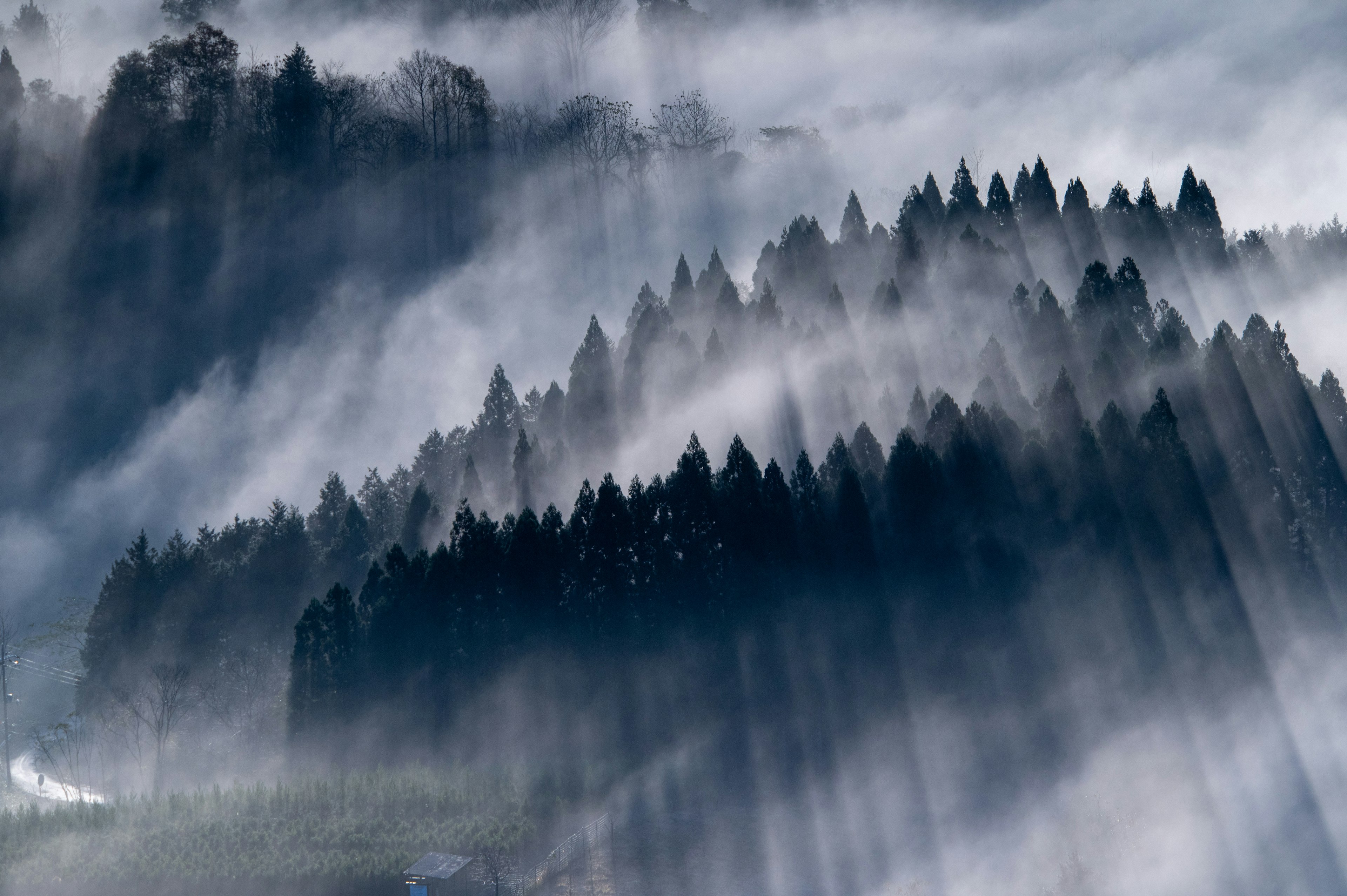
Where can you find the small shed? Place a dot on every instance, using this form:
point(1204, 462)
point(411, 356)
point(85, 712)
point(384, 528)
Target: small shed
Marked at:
point(441, 875)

=-=-=-=-=

Every line from the one containing "point(411, 356)" through the last line of the entries should be output exactly; nothing else belongs in the reply.

### RESULT FOR THIS EXERCISE
point(411, 356)
point(85, 712)
point(384, 528)
Target: small shed
Marked at:
point(441, 875)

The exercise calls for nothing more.